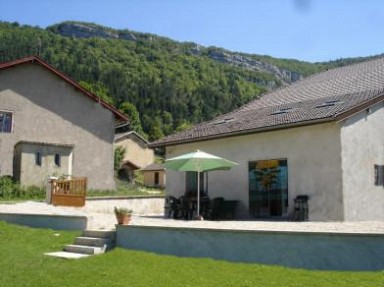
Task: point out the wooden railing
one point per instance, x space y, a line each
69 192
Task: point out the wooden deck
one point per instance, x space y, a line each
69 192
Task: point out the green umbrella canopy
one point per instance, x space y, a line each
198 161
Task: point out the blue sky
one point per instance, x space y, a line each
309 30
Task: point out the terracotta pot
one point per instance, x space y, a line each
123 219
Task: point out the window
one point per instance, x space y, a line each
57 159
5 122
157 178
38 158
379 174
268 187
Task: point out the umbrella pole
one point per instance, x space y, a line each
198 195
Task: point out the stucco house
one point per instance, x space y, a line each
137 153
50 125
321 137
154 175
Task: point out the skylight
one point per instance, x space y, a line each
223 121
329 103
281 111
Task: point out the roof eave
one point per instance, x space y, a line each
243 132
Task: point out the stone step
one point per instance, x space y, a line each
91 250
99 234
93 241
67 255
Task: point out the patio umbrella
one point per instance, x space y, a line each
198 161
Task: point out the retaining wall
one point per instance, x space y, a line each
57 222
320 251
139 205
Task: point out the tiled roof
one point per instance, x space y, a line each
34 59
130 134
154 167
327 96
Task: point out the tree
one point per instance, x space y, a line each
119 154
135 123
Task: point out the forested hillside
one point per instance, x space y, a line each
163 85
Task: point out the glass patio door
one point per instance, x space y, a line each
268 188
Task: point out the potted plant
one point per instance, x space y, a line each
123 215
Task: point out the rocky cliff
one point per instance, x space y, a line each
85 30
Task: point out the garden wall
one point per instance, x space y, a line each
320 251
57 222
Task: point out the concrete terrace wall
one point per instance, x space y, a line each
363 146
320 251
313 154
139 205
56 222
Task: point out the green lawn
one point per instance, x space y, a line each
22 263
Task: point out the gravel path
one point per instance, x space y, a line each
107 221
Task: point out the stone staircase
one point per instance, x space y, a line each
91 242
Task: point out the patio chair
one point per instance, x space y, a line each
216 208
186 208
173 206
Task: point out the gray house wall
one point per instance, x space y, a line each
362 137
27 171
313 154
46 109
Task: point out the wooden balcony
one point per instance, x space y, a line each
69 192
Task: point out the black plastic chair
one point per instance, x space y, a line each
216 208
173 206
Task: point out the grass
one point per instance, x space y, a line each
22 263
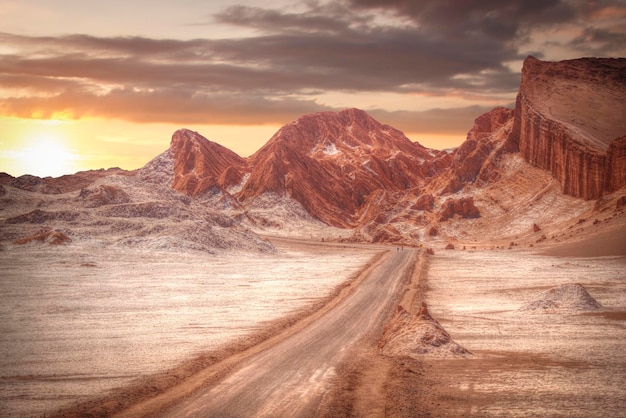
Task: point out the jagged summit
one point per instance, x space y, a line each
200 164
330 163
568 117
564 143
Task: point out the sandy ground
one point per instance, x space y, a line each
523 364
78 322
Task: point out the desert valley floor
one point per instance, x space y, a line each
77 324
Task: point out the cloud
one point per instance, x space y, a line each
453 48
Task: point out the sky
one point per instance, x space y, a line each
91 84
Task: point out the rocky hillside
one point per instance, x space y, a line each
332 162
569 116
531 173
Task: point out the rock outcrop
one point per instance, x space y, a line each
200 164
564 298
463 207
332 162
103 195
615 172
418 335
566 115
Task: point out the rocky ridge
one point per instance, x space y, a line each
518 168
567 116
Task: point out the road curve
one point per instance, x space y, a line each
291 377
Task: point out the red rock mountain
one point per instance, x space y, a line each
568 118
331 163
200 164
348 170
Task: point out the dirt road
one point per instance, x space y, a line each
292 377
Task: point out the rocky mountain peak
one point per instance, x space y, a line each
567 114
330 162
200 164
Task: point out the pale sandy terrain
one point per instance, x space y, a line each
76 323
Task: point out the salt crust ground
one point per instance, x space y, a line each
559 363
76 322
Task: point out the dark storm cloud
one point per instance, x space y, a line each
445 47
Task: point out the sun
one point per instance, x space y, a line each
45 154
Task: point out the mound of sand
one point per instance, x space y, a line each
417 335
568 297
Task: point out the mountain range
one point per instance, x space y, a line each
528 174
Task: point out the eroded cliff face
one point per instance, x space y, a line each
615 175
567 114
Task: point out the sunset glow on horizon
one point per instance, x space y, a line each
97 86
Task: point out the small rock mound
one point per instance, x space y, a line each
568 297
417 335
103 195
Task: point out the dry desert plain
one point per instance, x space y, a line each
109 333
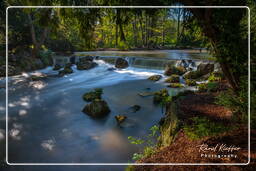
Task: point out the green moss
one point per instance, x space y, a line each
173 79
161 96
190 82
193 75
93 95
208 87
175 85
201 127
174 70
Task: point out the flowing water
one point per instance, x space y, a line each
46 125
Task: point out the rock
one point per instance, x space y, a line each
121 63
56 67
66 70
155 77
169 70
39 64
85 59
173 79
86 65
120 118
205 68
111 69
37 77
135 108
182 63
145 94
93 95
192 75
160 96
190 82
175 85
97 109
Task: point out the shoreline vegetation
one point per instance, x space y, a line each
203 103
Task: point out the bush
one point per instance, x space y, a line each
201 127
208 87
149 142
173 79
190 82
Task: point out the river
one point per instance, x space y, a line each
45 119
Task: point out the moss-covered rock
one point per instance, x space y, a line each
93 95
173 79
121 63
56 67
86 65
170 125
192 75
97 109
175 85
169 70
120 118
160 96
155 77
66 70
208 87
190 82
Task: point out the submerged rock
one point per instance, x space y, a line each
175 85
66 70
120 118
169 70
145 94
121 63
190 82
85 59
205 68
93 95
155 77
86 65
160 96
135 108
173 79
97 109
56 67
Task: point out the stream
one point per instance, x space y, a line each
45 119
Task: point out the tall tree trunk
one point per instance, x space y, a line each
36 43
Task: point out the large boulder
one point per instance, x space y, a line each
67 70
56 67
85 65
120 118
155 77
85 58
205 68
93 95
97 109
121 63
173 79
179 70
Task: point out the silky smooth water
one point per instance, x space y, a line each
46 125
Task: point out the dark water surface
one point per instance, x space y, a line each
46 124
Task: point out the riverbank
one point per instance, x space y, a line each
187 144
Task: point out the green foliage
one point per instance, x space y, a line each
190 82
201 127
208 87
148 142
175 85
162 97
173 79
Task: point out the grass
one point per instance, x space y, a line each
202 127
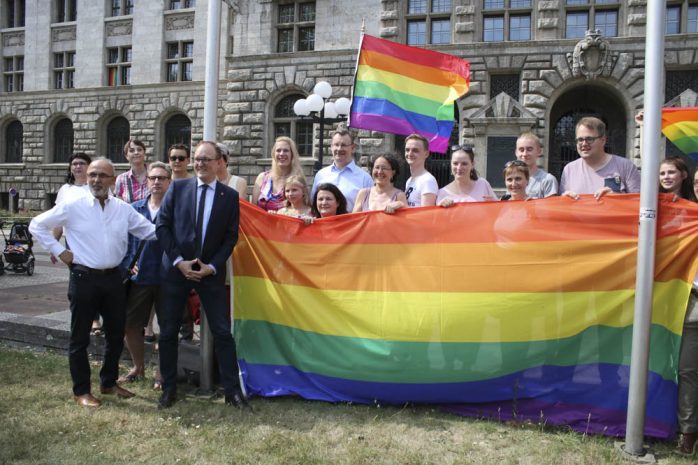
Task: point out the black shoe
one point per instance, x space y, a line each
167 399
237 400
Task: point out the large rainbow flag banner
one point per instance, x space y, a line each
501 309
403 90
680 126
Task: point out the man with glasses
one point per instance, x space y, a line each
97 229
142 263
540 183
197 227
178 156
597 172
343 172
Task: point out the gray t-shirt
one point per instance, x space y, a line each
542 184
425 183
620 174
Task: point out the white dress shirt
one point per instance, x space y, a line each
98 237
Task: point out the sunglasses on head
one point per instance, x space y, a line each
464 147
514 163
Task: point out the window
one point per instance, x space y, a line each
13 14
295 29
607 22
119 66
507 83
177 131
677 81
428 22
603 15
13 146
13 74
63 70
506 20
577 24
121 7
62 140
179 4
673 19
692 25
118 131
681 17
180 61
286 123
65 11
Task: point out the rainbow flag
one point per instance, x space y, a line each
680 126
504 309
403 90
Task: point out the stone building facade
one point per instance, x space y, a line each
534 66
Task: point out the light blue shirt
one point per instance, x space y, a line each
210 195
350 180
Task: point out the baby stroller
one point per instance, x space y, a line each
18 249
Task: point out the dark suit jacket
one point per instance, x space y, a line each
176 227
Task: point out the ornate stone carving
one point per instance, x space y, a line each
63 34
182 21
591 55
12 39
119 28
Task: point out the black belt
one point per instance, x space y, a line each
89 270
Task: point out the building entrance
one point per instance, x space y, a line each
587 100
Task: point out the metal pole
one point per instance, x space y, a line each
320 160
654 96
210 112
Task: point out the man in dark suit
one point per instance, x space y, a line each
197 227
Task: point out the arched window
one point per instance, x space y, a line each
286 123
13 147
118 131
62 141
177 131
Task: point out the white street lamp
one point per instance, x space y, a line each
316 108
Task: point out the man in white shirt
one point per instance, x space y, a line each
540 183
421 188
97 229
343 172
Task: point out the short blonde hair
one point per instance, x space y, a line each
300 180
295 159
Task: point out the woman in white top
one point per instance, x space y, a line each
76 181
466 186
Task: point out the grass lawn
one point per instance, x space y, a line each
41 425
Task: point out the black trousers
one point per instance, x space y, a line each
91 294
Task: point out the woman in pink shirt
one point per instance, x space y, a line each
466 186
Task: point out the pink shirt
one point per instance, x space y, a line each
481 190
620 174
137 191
::::::::
▶ **What is required**
Output the line containing "Task: point out the baby stroller" and all lines after it to the end of the records, exactly as given.

▶ **Written response**
Task: point out the baby stroller
one point per instance, x space y, a line each
18 249
Task: point out the dark suit jacket
one point per instance, x space y, a line each
176 227
Task: point out the ornate stone carving
one point per instance, x space y, a line each
63 34
182 21
591 55
12 39
119 28
Task: point out the black belt
one point per instance, x space y, a line each
89 270
Task: point out the building entrance
one point per instance, x space y, a line each
587 100
Task: point out the metal pole
one point per instance, x space y, a line each
320 160
654 96
210 112
Task: point out the man in dark suit
one point per instance, x space y, a line each
197 227
Task: point out the arched window
one point per instance, x space y, a line each
286 123
13 147
118 131
62 141
177 131
Task: point out the white street lamp
one point per instance, x space y, a line each
316 108
Task: point out the man in white shirt
one point per instance, x space y, a line each
540 183
421 188
97 229
343 172
Task: point out the short blonde hair
one point per instance, x space y, a line each
300 180
295 159
Task: point out the woman in white top
one point per instance, x space y, a line each
76 181
466 186
Task: point out the grass lawn
one point per instance, x space y, a line each
41 425
Task: point out the black trousers
one point per instance, x space y, a line each
91 294
Task: point out the woman in pink shirt
one point per instance, x space y, a line each
466 186
Task: point out the pink shirt
one point per instance, x space y, a line each
481 190
620 174
137 191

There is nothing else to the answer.